▸ **YOUR GOAL**
Keep the pictures out of the copy and print all the entries below exactly.

[Dataset entries]
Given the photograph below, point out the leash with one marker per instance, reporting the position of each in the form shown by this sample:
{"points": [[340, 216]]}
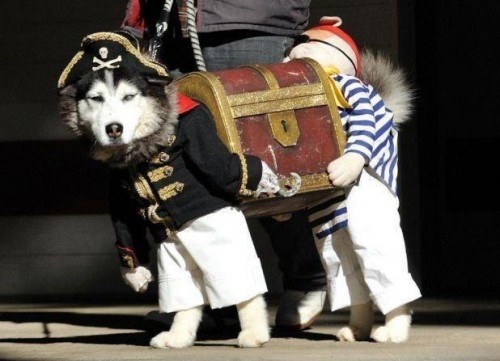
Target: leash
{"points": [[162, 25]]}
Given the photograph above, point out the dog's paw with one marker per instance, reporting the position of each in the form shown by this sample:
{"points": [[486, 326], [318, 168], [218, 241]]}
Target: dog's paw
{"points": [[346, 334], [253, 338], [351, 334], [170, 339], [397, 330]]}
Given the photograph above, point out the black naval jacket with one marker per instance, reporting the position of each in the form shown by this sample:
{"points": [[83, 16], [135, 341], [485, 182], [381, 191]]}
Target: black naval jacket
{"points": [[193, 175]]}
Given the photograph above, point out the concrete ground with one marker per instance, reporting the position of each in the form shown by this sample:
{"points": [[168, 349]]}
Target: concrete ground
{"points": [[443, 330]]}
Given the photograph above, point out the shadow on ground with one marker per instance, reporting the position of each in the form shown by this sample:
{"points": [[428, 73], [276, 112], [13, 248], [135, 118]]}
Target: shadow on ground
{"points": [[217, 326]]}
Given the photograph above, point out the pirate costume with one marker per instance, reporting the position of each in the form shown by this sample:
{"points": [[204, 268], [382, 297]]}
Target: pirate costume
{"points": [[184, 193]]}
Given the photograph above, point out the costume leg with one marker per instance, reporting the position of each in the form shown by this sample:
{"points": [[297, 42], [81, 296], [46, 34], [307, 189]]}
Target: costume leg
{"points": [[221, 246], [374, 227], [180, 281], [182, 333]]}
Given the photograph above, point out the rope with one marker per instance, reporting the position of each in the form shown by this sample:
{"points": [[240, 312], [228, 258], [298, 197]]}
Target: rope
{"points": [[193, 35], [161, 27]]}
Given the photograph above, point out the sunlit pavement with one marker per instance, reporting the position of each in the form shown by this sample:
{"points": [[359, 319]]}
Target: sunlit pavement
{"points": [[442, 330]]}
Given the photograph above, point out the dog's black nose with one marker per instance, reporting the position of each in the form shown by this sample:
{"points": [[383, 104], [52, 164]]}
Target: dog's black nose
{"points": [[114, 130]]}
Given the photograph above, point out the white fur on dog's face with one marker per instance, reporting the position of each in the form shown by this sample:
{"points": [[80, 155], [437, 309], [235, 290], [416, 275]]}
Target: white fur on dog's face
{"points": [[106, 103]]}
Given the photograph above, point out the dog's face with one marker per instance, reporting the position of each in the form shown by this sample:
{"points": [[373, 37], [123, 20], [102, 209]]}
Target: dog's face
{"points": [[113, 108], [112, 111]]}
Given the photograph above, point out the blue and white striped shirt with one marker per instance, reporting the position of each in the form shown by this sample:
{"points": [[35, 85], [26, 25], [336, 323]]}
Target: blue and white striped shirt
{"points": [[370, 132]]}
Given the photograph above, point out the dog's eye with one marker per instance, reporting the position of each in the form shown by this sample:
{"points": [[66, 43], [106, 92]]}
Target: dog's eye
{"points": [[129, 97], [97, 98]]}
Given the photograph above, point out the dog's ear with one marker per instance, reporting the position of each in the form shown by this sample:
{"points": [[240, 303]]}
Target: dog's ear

▸ **RESULT**
Given the photograph below, point out the leash with one marker per instance, reporting the position of each in the form shown by this sample:
{"points": [[340, 216]]}
Target: leash
{"points": [[162, 25]]}
Given the photograph above, point out the dog's paw with one marker per instance, reporting the position of each in the form shown by this sample:
{"points": [[486, 326], [318, 168], [218, 241]]}
Target: dog's paw
{"points": [[346, 334], [253, 338], [351, 334], [170, 339], [397, 330]]}
Given the photograph above, point out the black naval jacket with one marker per instance, reporting the position of each in the form shown by this sample:
{"points": [[83, 16], [135, 341], [485, 182], [381, 191]]}
Target: black naval jacket
{"points": [[193, 175]]}
Given the photograph above, point out the concrete ground with one marker per instance, reporting the position of each in the form shown by this sample:
{"points": [[168, 349]]}
Target: concrete ground
{"points": [[443, 330]]}
Given the photograph above, point out the shadow on ground with one marker per instance, reporting the position of each in the form shown by this sample:
{"points": [[428, 73], [276, 112], [13, 248], [135, 118]]}
Target: shadow on ground
{"points": [[217, 326]]}
Given the photograph above, point out the pirate costume with one marker per instance, reporting the position of each in the form shown by this sample:
{"points": [[204, 268], [382, 297]]}
Target: pirate costume
{"points": [[184, 193]]}
Given the photograph above, point out the costume leg with one marker per instance, reporting the position of each in the form shown by this sample:
{"points": [[297, 42], [81, 296], [46, 34], [307, 189]]}
Target: costume leg
{"points": [[221, 246], [374, 227], [180, 281], [182, 333]]}
Given the photograph above, point out the rope with one marker per instance, reporting the position of each in the form shown by this sample:
{"points": [[240, 312], [228, 258], [298, 197]]}
Target: rope
{"points": [[193, 35], [161, 27]]}
Given the photograph above, point out the sunlit pavement with one marker per instance, reporting the position of each in the form shown by this sample:
{"points": [[359, 319]]}
Target: sunlit pavement
{"points": [[442, 330]]}
Given the photograph above, point out the dog's black nose with one marker per instance, reporting the position of each in the form shown by this sample:
{"points": [[383, 104], [52, 164]]}
Target: dog's black nose
{"points": [[114, 130]]}
Given the photograph above, point out the white fur on dog's face with one marker per instance, reporting the position of each in the form shown by this sample:
{"points": [[80, 155], [437, 309], [235, 290], [416, 275]]}
Target: white fur on dog's face
{"points": [[106, 103]]}
Given the photograph above, point out the dog's face with one marker per instance, reporting the position of each in the form shown by this sample:
{"points": [[373, 37], [123, 20], [102, 209]]}
Target: dog's face
{"points": [[113, 108], [112, 111]]}
Given the photograph above, point out the blue and white striped shirt with one marker per instance, reporting the position of each in the form shown by this sample:
{"points": [[35, 85], [26, 25], [336, 323]]}
Target: blue and white striped shirt
{"points": [[370, 132]]}
Given the photograph above, point out the dog's eye with one marker per instance, reporting the position of each in the form shown by this sample:
{"points": [[66, 43], [106, 92]]}
Target: dog's eye
{"points": [[129, 97], [97, 98]]}
Given the photograph above, point out the dog's ear with one marker per instance, reporting the position of each in the form shown by this sample:
{"points": [[240, 303]]}
Target: dog's ear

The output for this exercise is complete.